• **TRAVAIL DEMANDÉ**:
Reprenez le texte sur les défenseurs de l’environnement et la déforestation en Amazonie, en écrivant la suite après sa dernière phrase.

• **TEXTE SUPPORT**:
L’actualité vient nous le rappeler: Bruno Araujo Pereira, défenseur des droits environnementaux et des droits des autochtones, et le journaliste britannique Dom Phillips, sont portés disparus depuis le 5 juin en Amazonie dans une région réputée « sans foi ni loi ». Ils avaient reçu des menaces de mort peu avant, selon l’organisation locale partie à leur recherche. La police brésilienne a déclaré dimanche que des équipes de recherche avaient découvert leurs effets personnels et lundi, que des corps ont été repérés dans la zone de leur disparition. Ils n'ont toutefois pas encore été formellement identifiés.

Par ailleurs, le nombre de décès attribuable à la défense de l’environnement et du territoire pourrait être largement sous-estimé, puisque les données ne sont pas disponibles et transparentes pour tous les pays. Un rapport de l’ONU révèle qu’une forte corrélation existe entre l’aggravation des changements climatiques et la détérioration des droits de la personne dans le monde.

Les femmes et les enfants, principales victimes de la déforestation - La déforestation affecte disproportionnellement les communautés autochtones, notamment les enfants et les femmes. Elle accentue la pression qui repose déjà en plus grande partie sur les épaules des femmes pour nourrir leurs enfants et leur famille tout en limitant l’accès à des produits essentiels, dont des médicaments.

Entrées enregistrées
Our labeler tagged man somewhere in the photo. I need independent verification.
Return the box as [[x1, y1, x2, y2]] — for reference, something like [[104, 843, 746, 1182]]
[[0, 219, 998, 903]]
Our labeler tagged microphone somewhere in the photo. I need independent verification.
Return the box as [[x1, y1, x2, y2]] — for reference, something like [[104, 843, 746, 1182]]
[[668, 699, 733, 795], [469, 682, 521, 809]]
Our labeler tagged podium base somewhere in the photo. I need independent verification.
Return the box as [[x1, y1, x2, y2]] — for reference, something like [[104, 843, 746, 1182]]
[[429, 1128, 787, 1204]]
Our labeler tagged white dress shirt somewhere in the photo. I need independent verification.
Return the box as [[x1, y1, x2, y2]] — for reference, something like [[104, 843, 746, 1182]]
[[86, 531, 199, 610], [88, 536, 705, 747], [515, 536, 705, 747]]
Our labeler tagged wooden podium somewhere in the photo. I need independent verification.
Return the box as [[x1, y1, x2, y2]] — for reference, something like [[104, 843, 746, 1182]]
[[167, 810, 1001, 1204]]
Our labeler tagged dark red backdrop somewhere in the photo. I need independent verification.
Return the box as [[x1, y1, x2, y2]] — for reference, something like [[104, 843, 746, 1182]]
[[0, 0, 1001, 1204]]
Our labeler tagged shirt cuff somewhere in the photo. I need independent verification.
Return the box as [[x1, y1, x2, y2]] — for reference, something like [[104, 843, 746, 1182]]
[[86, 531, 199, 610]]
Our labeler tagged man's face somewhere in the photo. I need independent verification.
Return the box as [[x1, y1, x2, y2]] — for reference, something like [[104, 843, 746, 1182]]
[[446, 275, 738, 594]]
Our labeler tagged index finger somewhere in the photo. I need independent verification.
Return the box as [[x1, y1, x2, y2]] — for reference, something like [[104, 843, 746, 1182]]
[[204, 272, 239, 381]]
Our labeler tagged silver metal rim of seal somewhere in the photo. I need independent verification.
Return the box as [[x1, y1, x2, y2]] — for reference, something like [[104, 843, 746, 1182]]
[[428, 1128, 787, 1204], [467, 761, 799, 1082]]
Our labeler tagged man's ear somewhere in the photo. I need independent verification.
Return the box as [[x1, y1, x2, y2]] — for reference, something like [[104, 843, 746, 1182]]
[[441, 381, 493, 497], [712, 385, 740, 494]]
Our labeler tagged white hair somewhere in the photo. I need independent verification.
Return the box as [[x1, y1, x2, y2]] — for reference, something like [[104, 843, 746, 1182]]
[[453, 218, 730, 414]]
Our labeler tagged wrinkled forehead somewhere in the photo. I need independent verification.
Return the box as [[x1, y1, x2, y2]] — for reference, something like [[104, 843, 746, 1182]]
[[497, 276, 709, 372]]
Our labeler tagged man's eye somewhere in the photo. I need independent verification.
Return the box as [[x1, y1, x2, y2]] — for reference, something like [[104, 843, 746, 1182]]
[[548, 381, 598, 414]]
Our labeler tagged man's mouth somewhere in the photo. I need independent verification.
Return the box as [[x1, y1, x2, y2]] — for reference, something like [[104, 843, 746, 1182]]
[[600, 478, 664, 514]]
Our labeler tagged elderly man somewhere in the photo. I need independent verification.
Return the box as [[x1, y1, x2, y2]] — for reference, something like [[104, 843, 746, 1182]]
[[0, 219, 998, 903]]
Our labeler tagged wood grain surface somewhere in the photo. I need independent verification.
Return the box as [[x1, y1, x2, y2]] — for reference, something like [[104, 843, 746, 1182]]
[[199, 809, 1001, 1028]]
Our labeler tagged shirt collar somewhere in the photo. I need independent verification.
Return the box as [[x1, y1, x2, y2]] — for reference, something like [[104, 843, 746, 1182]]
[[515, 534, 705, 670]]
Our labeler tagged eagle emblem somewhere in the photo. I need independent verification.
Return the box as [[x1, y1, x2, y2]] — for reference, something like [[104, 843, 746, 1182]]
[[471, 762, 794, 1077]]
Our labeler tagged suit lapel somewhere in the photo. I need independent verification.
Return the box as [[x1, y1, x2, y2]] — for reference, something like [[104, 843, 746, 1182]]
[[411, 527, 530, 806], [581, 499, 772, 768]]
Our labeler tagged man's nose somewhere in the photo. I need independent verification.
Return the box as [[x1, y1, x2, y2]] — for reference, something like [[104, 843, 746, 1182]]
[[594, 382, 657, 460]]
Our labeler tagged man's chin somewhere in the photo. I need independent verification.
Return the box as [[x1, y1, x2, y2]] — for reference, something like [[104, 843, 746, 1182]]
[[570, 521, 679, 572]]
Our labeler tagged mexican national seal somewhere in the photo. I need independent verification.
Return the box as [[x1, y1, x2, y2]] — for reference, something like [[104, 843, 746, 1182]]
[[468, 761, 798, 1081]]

• **RÉSULTAT OBTENU**:
En effet, leur santé repose sur l’accès à des produits naturels médicinaux que l’on retrouve dans la biodiversité. L’Amazonie est un réservoir majeur de substances entrant dans la fabrication de plusieurs produits pharmaceutiques disponibles sur le continent sud-américain. Encore aujourd’hui, près de 80 % de la population des pays en voie de développement compte sur les produits naturels médicinaux pour leur soin de base primaire. Dans la majorité des communautés, ce sont aussi les femmes qui sont responsables de cultiver la terre et d’assurer le transport et le traitement de l’eau.

Les enfants sont autant à risque. Par exemple, une étude réalisée dans les pays de l’Afrique subsaharienne montre un lien entre la perte de couvert forestier et la dégradation des conditions de santé des plus jeunes. La malnutrition, causée par la réduction de la disponibilité des fruits, des légumes et des noix, peut affecter la croissance des enfants. L’exposition des enfants à la fumée des multiples feux de forêt en Amazonie est aussi susceptible de causer des problèmes respiratoires voire des pathologies plus graves chez les enfants.

Plus on cultive, plus on coupe des arbres - La déforestation au Brésil propose un avant-goût de l’impact qu’auront les changements climatiques sur les droits humains, autant en Amérique latine qu’ailleurs dans le monde. De plus, en raison de la guerre en Ukraine, le plus grand pays d’Amérique du Sud compte suppléer au déficit de ressources alimentaires sur les marchés mondiaux, comme le blé et le grain.

Bien que la contribution du Brésil soit appréciée par les pays les plus touchés par la crise alimentaire résultant du conflit en Ukraine comme le Soudan, le Pakistan et Haïti, l’augmentation de la production risque d’accélérer dangereusement la déforestation et on peut s’attendre à une hausse des violations des droits de la personne.
Chose certaine, l’un des poumons de notre planète est gravement malade et le temps presse.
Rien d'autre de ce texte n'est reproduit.